> [TO DO]: Find every line in the items below that contains the word "hand" and copy each of those lines.

> [EXERCISE INPUTS]:
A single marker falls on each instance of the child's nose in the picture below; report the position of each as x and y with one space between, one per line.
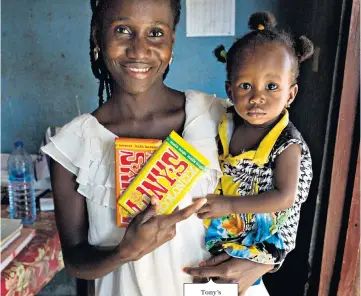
257 98
138 49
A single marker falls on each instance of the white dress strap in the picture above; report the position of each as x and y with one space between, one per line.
85 148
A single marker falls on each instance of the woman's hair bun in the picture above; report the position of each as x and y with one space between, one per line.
220 53
264 19
304 48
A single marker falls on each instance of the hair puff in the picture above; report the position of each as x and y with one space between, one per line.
266 19
220 53
304 48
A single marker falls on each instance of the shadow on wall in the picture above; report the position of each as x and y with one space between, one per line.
318 20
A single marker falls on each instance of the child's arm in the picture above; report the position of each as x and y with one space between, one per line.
287 173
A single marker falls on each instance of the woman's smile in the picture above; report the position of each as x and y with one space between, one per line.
138 70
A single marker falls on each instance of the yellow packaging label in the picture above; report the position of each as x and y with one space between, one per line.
130 156
169 175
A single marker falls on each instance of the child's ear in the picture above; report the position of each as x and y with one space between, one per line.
228 88
293 93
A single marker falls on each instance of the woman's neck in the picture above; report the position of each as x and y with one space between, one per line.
139 106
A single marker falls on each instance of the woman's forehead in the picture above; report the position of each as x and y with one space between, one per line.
143 11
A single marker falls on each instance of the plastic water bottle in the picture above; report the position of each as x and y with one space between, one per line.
21 185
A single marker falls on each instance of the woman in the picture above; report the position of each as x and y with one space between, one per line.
132 44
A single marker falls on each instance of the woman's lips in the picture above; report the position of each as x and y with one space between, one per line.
138 71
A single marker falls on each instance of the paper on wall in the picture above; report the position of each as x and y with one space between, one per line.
210 18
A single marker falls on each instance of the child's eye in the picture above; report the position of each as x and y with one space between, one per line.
123 30
245 86
272 86
156 33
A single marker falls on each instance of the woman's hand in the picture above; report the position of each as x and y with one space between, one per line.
229 270
147 231
216 207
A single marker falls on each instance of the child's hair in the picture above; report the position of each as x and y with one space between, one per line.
263 31
99 68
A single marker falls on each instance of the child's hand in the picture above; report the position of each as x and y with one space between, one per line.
216 207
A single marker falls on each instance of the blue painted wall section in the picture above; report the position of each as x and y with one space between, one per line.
46 77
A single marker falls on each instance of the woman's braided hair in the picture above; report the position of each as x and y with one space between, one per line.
263 31
98 66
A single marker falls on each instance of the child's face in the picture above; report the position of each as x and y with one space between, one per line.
137 41
261 84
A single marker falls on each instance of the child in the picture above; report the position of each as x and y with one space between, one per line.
266 163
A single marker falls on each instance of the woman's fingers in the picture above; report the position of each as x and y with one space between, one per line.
185 213
205 272
151 210
216 260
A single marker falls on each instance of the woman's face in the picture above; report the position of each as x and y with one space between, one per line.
137 42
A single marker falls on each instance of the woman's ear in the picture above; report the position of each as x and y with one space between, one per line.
228 88
292 94
95 36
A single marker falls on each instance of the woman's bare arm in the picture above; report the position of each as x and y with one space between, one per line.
146 232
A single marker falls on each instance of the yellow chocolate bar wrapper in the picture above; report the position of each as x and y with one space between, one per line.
169 174
130 157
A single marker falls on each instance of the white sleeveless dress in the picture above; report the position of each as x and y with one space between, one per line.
86 148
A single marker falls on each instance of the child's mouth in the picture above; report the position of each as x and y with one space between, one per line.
256 112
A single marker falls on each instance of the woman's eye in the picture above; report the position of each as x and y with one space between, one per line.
245 86
123 30
272 86
156 33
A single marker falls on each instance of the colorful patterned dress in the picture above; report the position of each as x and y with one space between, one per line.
265 237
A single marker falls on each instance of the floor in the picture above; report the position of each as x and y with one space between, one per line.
61 285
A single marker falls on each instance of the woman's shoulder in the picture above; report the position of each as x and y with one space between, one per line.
199 103
204 100
82 125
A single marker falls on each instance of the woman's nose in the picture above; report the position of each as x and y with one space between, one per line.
138 49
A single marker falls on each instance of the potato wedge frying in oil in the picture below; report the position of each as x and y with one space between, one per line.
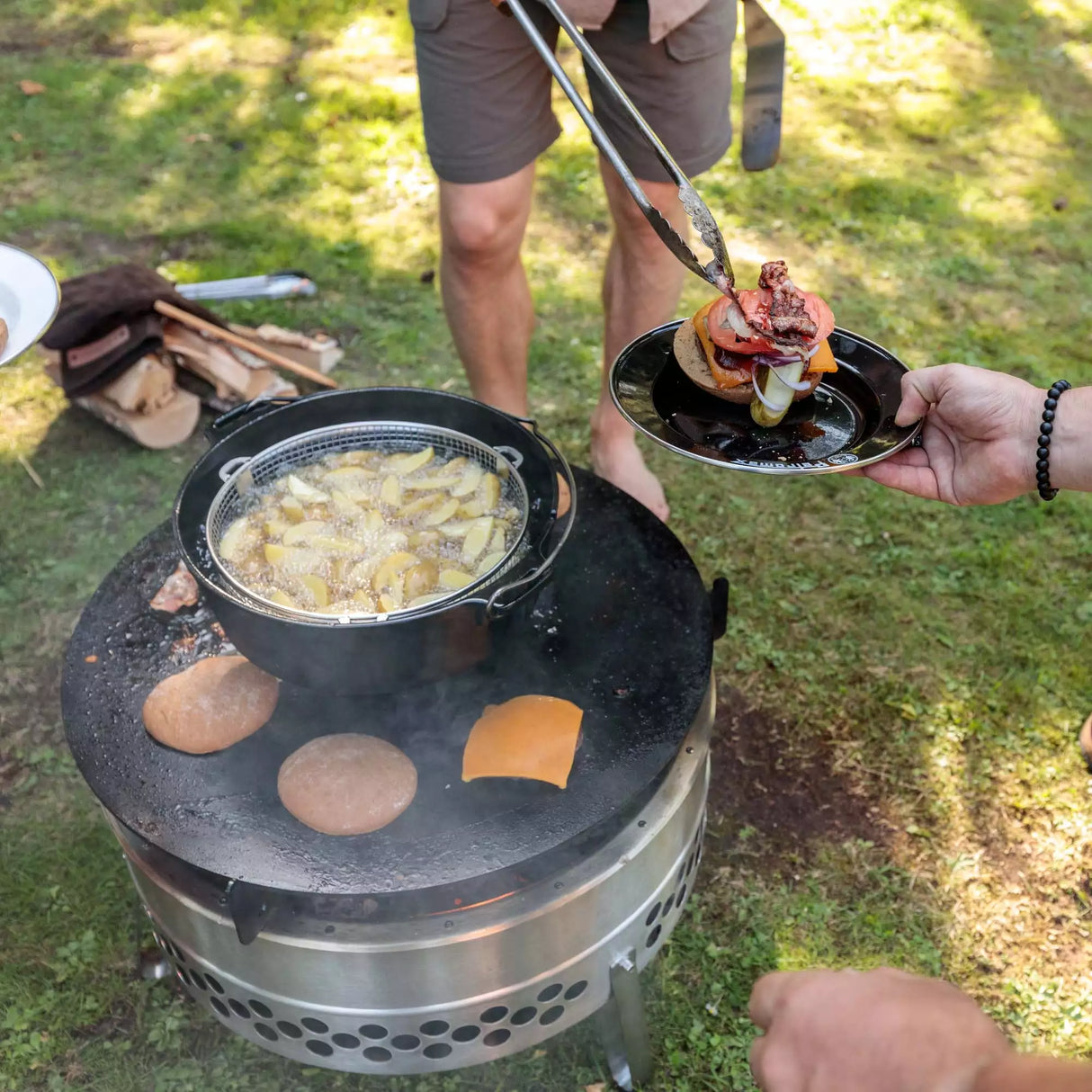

> [PROBLEM SOLUTION]:
A single marker falls on each instance of the woman's hand in the picture above; report the position of each as x and y with one space between, one per line.
A single marker falls on each instance of the child's hand in the picture above; report the position of each as x and y with one space between, one per line.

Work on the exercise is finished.